Short exercise
Format the listing below as a numbered list with one line per item, skipping any blank lines. Leave the pictures out of the answer.

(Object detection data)
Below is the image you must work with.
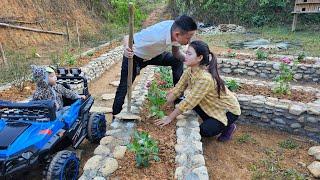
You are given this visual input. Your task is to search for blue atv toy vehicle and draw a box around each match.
[0,68,106,180]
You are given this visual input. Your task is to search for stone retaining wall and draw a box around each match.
[79,66,154,180]
[175,111,209,180]
[218,58,320,83]
[237,94,320,142]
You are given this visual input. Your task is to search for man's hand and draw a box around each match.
[123,47,134,58]
[154,116,173,127]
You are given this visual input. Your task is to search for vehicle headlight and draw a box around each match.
[21,151,33,160]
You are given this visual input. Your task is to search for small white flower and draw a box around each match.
[138,139,144,144]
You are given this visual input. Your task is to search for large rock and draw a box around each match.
[101,94,114,101]
[109,81,120,87]
[307,161,320,178]
[93,145,110,156]
[90,106,112,114]
[308,146,320,156]
[191,154,205,168]
[100,136,114,145]
[113,146,127,159]
[289,104,307,116]
[101,158,119,177]
[83,155,103,170]
[192,166,209,180]
[174,166,188,180]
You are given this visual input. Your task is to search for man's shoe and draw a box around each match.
[218,123,237,142]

Solution
1. Below is the image you must work with.
2. You are given this visual input. Your task is to search for blue atv toy vehicle and draw a box around each match.
3. [0,68,106,180]
4. You are given this visual input. Your task is to search for stone retaining wall and draw a box around each match.
5. [79,66,154,180]
6. [175,111,209,180]
7. [218,58,320,83]
8. [237,94,320,142]
9. You are given this visual input. Your task is to search for man's hand and draw a box around each match.
10. [123,47,134,58]
11. [154,116,173,127]
12. You are given this visual input. Your task is to search for vehicle headlight and draw a box around each match.
13. [21,151,33,160]
14. You are given this visual input. Your task is to search for small white flower and draw a box around each match.
15. [138,139,144,144]
16. You are given this visual input. Your task is to search for large rock and draw a box around each match.
17. [101,94,114,101]
18. [109,81,120,87]
19. [307,161,320,178]
20. [93,145,110,156]
21. [90,106,112,114]
22. [308,146,320,156]
23. [191,154,205,168]
24. [100,136,114,145]
25. [113,146,127,159]
26. [289,104,307,116]
27. [101,158,119,177]
28. [83,155,103,170]
29. [192,166,209,180]
30. [174,166,188,180]
31. You are given this visual input. Your task is to search for man's shoe and draw a box around each match.
32. [218,123,237,142]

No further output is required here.